Records of labeled boxes:
━━━━━━━━━━━━━━━━

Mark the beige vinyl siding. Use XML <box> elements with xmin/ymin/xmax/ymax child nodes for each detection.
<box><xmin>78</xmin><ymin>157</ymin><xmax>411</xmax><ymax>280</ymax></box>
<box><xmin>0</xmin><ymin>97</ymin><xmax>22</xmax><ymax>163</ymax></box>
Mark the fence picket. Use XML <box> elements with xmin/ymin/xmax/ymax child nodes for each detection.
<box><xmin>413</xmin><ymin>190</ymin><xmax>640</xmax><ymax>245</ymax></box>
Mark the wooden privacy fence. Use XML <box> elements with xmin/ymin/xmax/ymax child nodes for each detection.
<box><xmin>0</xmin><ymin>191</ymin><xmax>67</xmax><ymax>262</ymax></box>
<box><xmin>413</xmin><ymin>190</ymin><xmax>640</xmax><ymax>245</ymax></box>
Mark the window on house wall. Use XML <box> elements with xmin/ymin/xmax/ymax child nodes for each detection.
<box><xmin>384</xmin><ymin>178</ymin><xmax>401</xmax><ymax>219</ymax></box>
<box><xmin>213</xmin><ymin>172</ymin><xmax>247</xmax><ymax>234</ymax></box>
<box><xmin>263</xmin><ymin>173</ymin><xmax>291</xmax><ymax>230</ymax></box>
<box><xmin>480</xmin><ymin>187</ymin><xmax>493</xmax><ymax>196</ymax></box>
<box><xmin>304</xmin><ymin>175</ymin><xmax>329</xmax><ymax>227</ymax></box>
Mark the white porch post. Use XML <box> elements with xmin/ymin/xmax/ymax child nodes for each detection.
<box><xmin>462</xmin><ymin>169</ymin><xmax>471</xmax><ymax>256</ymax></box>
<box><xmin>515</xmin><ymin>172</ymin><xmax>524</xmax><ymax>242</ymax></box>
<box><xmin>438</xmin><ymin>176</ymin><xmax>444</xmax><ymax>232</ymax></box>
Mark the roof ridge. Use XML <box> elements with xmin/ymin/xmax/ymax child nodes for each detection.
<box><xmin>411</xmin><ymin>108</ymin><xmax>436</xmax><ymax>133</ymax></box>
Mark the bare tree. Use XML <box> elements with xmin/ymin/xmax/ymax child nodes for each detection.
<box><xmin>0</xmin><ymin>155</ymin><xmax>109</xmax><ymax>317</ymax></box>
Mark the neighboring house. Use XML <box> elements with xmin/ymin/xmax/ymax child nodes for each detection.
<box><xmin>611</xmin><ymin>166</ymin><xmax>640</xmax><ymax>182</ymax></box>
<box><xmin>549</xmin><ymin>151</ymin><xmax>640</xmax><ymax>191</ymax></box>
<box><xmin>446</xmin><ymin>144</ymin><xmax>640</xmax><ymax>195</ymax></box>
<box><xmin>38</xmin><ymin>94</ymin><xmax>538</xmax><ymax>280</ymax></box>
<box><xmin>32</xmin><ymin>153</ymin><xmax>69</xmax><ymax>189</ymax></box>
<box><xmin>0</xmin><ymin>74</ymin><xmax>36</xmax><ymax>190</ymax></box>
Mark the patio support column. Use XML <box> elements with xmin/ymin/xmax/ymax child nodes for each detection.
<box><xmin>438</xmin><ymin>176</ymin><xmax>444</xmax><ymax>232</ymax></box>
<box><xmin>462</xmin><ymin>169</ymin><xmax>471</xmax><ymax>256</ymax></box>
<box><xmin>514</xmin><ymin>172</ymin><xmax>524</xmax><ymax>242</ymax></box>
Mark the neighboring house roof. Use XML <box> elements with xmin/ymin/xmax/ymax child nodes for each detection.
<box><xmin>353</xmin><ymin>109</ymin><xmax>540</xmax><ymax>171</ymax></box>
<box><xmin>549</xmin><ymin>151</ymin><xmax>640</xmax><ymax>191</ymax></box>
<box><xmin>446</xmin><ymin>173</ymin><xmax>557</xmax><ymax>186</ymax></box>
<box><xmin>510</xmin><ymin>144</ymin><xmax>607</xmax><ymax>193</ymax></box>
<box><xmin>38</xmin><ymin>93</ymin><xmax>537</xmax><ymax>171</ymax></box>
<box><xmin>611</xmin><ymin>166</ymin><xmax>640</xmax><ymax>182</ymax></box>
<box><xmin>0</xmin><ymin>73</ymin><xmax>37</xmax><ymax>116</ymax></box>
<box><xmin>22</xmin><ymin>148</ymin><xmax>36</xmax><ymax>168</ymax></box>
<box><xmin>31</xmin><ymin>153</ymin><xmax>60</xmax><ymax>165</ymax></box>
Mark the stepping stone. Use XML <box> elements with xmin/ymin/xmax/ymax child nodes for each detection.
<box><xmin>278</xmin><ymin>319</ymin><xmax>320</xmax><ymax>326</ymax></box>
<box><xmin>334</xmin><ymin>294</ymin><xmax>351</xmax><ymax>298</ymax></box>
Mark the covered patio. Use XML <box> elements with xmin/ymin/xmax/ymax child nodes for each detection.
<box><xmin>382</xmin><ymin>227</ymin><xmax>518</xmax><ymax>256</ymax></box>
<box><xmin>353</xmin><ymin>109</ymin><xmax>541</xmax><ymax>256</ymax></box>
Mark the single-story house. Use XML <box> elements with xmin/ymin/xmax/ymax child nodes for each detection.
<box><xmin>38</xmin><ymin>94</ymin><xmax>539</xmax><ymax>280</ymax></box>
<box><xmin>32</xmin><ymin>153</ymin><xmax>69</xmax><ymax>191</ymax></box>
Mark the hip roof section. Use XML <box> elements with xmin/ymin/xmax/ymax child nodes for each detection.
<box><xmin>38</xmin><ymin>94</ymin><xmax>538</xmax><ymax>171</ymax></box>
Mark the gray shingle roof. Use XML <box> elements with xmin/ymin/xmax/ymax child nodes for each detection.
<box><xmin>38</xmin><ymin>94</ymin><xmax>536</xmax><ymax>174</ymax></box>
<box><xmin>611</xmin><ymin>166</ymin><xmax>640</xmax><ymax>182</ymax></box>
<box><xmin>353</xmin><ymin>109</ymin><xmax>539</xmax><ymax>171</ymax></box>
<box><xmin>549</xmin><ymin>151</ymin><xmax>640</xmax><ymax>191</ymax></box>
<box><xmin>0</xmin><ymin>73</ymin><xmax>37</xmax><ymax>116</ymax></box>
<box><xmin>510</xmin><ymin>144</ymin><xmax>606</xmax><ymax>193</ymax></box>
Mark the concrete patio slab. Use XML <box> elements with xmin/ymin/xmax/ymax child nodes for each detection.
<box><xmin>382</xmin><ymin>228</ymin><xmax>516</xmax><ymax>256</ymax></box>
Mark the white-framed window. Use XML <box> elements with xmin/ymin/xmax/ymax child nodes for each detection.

━━━━━━━━━━━━━━━━

Copy out each line of the items above that contains the word "white".

Mark the white porch post. Use XML <box> elements with xmin/ymin/xmax/ymax child nodes for each detection.
Mark the white-framed window. Use XML <box> elements with xmin/ymin/xmax/ymax child nodes for each detection.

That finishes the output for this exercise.